# Start of MATERIAL
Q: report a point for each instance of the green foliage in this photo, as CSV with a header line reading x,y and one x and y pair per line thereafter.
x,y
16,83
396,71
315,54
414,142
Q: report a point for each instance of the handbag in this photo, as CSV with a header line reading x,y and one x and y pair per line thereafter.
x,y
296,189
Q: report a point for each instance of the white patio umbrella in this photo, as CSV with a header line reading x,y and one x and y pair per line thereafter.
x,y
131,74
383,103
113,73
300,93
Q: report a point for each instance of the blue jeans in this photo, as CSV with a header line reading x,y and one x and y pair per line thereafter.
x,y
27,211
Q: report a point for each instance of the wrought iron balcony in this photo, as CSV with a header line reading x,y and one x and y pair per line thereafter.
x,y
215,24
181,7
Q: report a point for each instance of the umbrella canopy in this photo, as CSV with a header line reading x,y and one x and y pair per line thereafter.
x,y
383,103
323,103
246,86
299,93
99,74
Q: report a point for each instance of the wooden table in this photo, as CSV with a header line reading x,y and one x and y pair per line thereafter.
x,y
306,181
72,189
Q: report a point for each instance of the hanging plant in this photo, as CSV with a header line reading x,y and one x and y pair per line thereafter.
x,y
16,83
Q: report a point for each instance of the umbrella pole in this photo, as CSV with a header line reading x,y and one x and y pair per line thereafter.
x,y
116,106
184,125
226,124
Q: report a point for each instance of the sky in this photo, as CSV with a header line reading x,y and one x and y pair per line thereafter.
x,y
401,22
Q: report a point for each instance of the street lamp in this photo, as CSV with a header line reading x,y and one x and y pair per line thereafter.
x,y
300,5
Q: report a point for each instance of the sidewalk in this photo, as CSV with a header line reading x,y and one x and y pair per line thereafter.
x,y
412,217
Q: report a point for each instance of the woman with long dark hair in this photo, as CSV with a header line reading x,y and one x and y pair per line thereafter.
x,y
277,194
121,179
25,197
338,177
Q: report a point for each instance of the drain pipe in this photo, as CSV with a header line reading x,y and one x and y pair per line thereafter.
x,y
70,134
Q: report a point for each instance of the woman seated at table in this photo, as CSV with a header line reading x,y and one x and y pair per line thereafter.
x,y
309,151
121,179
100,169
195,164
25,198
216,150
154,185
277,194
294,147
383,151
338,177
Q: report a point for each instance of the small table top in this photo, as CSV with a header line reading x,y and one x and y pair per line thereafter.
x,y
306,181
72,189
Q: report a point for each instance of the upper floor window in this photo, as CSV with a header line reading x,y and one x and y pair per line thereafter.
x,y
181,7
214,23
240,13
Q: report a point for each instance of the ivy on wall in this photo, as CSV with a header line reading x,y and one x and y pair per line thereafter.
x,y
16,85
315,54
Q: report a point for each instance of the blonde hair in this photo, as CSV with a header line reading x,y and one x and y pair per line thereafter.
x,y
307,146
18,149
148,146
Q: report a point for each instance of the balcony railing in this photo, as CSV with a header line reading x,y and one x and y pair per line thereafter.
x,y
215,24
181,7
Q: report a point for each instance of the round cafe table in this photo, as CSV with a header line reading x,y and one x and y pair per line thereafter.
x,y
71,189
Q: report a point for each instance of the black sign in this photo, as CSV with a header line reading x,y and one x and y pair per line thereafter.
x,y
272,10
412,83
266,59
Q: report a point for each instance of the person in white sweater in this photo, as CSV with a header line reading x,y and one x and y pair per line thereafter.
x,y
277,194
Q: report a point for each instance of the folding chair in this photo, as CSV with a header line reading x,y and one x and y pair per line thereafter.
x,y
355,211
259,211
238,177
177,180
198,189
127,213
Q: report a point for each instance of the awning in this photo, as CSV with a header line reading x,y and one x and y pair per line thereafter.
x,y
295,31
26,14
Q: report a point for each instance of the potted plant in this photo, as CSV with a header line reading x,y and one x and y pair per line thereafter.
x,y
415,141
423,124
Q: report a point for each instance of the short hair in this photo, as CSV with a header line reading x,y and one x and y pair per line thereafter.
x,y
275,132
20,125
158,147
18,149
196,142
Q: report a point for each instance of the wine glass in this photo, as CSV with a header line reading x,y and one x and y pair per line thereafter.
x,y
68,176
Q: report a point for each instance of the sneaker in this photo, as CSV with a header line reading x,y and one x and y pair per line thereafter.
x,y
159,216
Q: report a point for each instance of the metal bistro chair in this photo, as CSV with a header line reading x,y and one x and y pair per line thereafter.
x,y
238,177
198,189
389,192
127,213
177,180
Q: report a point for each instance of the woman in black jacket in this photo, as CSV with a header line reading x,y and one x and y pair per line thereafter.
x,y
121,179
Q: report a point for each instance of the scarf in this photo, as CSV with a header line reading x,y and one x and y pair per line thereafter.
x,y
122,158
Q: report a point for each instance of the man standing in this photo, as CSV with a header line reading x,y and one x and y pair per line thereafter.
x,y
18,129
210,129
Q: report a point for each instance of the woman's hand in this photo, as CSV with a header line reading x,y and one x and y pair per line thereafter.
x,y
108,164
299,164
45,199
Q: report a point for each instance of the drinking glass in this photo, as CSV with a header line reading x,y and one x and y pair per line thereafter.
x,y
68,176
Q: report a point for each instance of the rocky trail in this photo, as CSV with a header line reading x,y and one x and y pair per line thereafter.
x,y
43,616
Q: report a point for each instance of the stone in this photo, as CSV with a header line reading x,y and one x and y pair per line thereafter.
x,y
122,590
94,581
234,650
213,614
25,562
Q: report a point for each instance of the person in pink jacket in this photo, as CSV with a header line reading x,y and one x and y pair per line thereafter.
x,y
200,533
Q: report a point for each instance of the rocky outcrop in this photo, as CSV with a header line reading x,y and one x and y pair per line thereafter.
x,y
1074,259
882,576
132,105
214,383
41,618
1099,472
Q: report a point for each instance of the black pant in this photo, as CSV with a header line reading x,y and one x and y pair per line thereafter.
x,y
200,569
# End of MATERIAL
> [WHAT THE TASK REQUIRES]: Repeat the material above in full, quoting it exactly.

> [OUTPUT BELOW]:
Q: report a point for each instance of the green foliage in this photo, as CSV with a header line reading x,y and one x and y pair per line thereafter.
x,y
16,83
396,71
315,54
414,142
Q: report a point for each instance of the handbag in this photo, as CSV with a header line reading x,y and one x and y pair per line thereafter.
x,y
296,189
Q: report a point for each instance of the white patio umbrella in this photo, as CSV with a header line reading x,y and one x and y pair per line thereafter.
x,y
131,74
383,103
113,73
300,93
Q: report a point for each instance of the blue jeans in this photo, as CSV with a header line reading x,y and one x and y pair per line thereafter.
x,y
27,211
Q: report a point for each instance of the wrought iron balcony in this photo, as CSV with a header line reading x,y and one x and y pair per line thereafter.
x,y
215,24
181,7
Q: report a point for each instance of the umbrella canopy in this photo, as CSV with a header line reading x,y and one x and y pair per line thereafter.
x,y
383,103
323,103
246,86
299,93
99,74
Q: report a point for each instance of the wooden table in this photo, as CSV with a header line reading x,y and one x and y pair per line thereafter.
x,y
306,181
72,189
Q: report a point for each instance of the hanging plant in this photo, as CSV with a header line reading x,y and one x and y pair per line thereafter.
x,y
16,83
Q: report a point for each instance of the umbrella pole in this photo, as CSV with a header line reading x,y and one x and y pair per line thereafter.
x,y
116,106
184,125
226,124
Q: report a point for each instance of the sky in this photo, as CSV with a header line reading x,y and one x and y pair per line thereafter.
x,y
401,22
Q: report a point for each instance of the street lamp in this photo, as CSV with a header line reading x,y and one x and y pair per line thereafter.
x,y
300,5
Q: report a point for each instance of the sidewalk in this photo, as CSV with a header line reading x,y and one x and y pair per line thereafter.
x,y
412,217
Q: report a point for each instance of the woman with long dark hair in this photo, as CSV with a header line reading x,y and one x and y pair per line thereafter.
x,y
277,194
121,179
25,197
338,177
Q: report a point for each instance of the drain pipe in this photo, as CSV with a header line reading x,y and one x and y pair per line thereafter.
x,y
70,134
Q: report a point for each instance of the woman seated at table in this photo, as CSV with a header line reading x,y and one x and y pair per line thereafter.
x,y
309,151
121,179
100,169
195,164
25,198
216,150
154,185
277,194
294,147
383,151
338,177
Q: report a point for each instance of the small table top in this photo, as CSV with a header line reading x,y and one x and y pair per line thereafter.
x,y
306,181
72,189
Q: report a point for each instance of the upper floor window in this photo, as CSV with a header line reading x,y and one x and y pair per line thereafter.
x,y
181,7
214,23
240,13
Q: report a point for each instance of the ivy on wall in this photo, as CSV with a header line reading x,y and one x and y pair per line thereafter.
x,y
16,85
315,54
Q: report a point for each instance of the blonde hair in this photo, as CSV with a header line reading x,y and one x and y pair per line thereafter.
x,y
307,146
18,149
148,146
Q: report a point for each instance of the balcony railing in this photo, as CSV with a header line reading x,y and one x and y pair per line thereafter.
x,y
215,24
181,7
Q: report a point for each instance of the round cafe table in this photo, as CSV with a header line reading x,y and one x and y pair per line thereafter.
x,y
71,189
Q: report a point for each instance of the black sign in this photo, as CSV with a header line reading x,y and one x and y pair per line thereafter.
x,y
272,10
412,83
266,59
Q: report a point for each instance of the person in white sweater in this photo, as CSV with a header line reading x,y and one x and y pair per line thereafter.
x,y
277,194
Q: report a point for each instance of the folding chair in this photo, as CSV with a header line reading x,y and one x and y pair per line thereafter.
x,y
355,211
259,211
238,177
177,180
198,189
127,213
Q: report a point for each instance of the awning in this photo, as CSV with a header line reading x,y and one x and y pair per line thereafter.
x,y
295,31
26,14
Q: report a point for each instance of the potted plant in this photo, as CSV with a header line reading x,y and one x and y pair per line thereafter.
x,y
415,141
423,124
Q: report a point for each instance of the short hair in this photo, as CSV with a header line reading x,y and one x and y pair per line thereafter.
x,y
275,132
20,125
158,147
18,149
196,142
Q: report a point for each instance of the wine glass in this photo, as CSV with a header line reading x,y and one x and y pair per line thereafter.
x,y
68,176
Q: report a point for each instance of the sneaker in this photo, as CSV with a header line reading x,y and one x and y pair per line thereafter.
x,y
159,216
Q: report a point for each instance of the metal bistro chair in this photo, as CSV with a header line reading x,y and one x and y pair per line thereafter.
x,y
238,177
198,189
389,192
127,213
177,180
Q: report a point for each instance of the woman in black jacket in this photo, as CSV with a header line reading x,y and one x and y pair per line thereafter.
x,y
121,179
Q: report a point for each instance of the scarf in this photo, as CSV with a header line reading x,y and one x and y pair per line thereafter.
x,y
122,158
Q: report a point for each instance of the man standing in this photo, as CSV with a header line reading x,y and one x and y pair per line thereafter.
x,y
18,129
210,129
Q: report a point for each instance of the woman's hand in this photo, as CSV with a header line reading x,y and one x and y pair per line thereafter.
x,y
108,164
299,164
45,199
Q: report a point for each instance of the drinking glass in this photo, as CSV with a header line reading x,y and one x and y pair per line thereafter.
x,y
68,176
Q: report a point for each instance of the rocky trail in this photo, as CSV with a header line reading x,y and one x and y pair per line thereafter.
x,y
43,616
Q: report a point for each instance of the stone in this photo, as CSV with a header line reading x,y and one x and y pair per line thereafter.
x,y
122,590
94,581
234,650
213,614
25,562
Q: report a point for each instance of the person in pink jacket in this photo, as CSV with a header line reading x,y and one x and y pair per line thereafter.
x,y
200,533
Q: report a point for each instance of the rocky outcrop in this photo, as CSV with a header line reading x,y and one x and y pair per line thereafter.
x,y
1074,259
882,576
132,105
214,383
41,618
1099,472
Q: report a point for each instance of the black pant in this photo, as CSV with a header line reading x,y and one x and y pair per line thereafter.
x,y
200,569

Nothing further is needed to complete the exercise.